** START OF Listed entries **
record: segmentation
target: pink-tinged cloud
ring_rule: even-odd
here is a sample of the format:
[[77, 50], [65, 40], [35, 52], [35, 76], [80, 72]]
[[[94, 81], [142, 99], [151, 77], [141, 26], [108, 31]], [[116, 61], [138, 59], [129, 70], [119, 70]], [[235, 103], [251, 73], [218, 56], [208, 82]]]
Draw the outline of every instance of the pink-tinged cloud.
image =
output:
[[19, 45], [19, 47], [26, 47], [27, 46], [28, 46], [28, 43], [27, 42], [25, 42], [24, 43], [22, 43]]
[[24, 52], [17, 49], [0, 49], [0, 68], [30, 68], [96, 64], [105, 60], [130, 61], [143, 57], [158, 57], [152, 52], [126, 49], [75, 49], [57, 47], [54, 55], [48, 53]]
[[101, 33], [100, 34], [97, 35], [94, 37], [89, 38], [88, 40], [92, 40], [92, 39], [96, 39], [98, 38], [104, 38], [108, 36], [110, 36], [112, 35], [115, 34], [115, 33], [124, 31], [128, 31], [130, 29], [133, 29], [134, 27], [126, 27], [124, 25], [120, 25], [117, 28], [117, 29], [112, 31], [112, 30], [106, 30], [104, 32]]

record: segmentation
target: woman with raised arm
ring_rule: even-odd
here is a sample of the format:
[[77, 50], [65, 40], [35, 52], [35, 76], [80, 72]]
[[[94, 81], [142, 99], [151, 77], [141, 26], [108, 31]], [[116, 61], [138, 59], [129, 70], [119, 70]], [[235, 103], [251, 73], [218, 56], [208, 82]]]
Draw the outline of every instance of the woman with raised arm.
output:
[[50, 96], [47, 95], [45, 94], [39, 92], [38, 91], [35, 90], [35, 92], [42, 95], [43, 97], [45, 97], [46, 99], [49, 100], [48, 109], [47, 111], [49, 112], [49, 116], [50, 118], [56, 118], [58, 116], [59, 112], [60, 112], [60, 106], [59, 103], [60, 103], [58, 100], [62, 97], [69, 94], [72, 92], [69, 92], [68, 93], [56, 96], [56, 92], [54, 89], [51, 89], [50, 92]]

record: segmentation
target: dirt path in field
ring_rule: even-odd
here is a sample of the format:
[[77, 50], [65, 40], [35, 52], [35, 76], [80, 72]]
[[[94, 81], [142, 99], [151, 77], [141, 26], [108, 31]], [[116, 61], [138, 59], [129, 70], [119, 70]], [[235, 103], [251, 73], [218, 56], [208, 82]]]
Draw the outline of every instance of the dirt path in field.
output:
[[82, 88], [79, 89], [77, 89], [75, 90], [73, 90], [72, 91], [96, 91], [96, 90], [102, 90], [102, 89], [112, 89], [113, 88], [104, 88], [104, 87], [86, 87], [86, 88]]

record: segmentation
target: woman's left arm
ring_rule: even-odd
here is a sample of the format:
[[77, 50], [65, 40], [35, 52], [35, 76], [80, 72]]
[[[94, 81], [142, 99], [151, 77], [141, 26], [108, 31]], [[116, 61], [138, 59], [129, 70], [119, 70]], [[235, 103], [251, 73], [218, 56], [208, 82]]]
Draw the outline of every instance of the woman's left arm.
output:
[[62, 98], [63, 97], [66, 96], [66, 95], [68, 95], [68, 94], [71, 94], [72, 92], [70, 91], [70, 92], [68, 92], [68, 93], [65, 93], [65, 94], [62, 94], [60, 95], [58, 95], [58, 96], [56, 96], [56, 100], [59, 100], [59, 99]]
** END OF Listed entries **
(Problem)
Rewrite all of the material above, putting "Trace the border" wherever "Draw the outline" appears and leaving everything else unchanged.

(Right answer)
record: segmentation
target: pink-tinged cloud
ring_rule: even-odd
here is a sample of the format:
[[77, 50], [65, 40], [35, 52], [35, 76], [80, 72]]
[[[94, 81], [142, 99], [151, 77], [141, 26], [108, 31]], [[116, 61], [138, 59], [129, 70], [119, 70]], [[235, 103], [251, 73], [218, 56], [208, 82]]]
Trace the border of every instance of the pink-tinged cloud.
image =
output:
[[19, 45], [19, 47], [26, 47], [27, 46], [28, 46], [28, 43], [27, 42], [25, 42], [24, 43], [22, 43]]
[[24, 52], [17, 49], [0, 49], [0, 68], [30, 68], [96, 64], [105, 60], [130, 61], [143, 57], [158, 57], [152, 52], [126, 49], [75, 49], [57, 47], [54, 55], [48, 53]]
[[101, 33], [100, 34], [97, 35], [94, 37], [89, 38], [88, 40], [92, 40], [92, 39], [96, 39], [98, 38], [104, 38], [108, 36], [110, 36], [112, 35], [115, 34], [115, 33], [124, 31], [128, 31], [130, 29], [133, 29], [134, 27], [126, 27], [124, 25], [120, 25], [117, 28], [117, 29], [112, 31], [112, 30], [106, 30], [104, 32]]

record: segmentation
target: woman with raised arm
ring_rule: even-odd
here is a sample of the format:
[[77, 50], [65, 40], [35, 52], [35, 76], [80, 72]]
[[[94, 81], [142, 99], [151, 77], [141, 26], [108, 31]], [[116, 61], [138, 59], [129, 70], [119, 70]], [[235, 103], [251, 73], [218, 56], [208, 82]]]
Trace the border of every instance of the woman with raised arm.
output:
[[50, 96], [47, 95], [45, 94], [39, 92], [38, 91], [35, 90], [35, 92], [42, 95], [43, 97], [45, 97], [46, 99], [49, 100], [48, 109], [47, 111], [49, 112], [49, 116], [50, 118], [56, 118], [58, 116], [59, 112], [60, 112], [60, 106], [59, 103], [60, 103], [58, 100], [62, 97], [69, 94], [72, 92], [69, 92], [68, 93], [56, 96], [56, 92], [54, 89], [51, 89], [50, 92]]

record: segmentation
target: dirt path in field
ring_rule: even-odd
here is a sample of the format:
[[77, 50], [65, 40], [35, 52], [35, 76], [80, 72]]
[[[94, 81], [142, 99], [151, 77], [141, 26], [108, 31]], [[116, 61], [138, 59], [129, 70], [119, 70]], [[235, 103], [251, 73], [218, 56], [208, 82]]]
Trace the border of every instance of the dirt path in field.
output:
[[82, 88], [79, 89], [77, 89], [75, 90], [73, 90], [72, 91], [96, 91], [96, 90], [102, 90], [102, 89], [112, 89], [113, 88], [104, 88], [104, 87], [86, 87], [86, 88]]

record: segmentation
target: woman's left arm
ring_rule: even-odd
here is a sample of the format:
[[77, 50], [65, 40], [35, 52], [35, 76], [80, 72]]
[[[94, 81], [142, 99], [151, 77], [141, 26], [108, 31]], [[116, 61], [138, 59], [129, 70], [119, 70]], [[235, 103], [251, 73], [218, 56], [208, 82]]]
Trace the border of every instance of the woman's left arm.
output:
[[62, 98], [63, 97], [66, 96], [66, 95], [68, 95], [68, 94], [71, 94], [72, 92], [70, 91], [70, 92], [68, 92], [68, 93], [65, 93], [65, 94], [62, 94], [60, 95], [58, 95], [58, 96], [56, 96], [56, 100], [59, 100], [59, 99]]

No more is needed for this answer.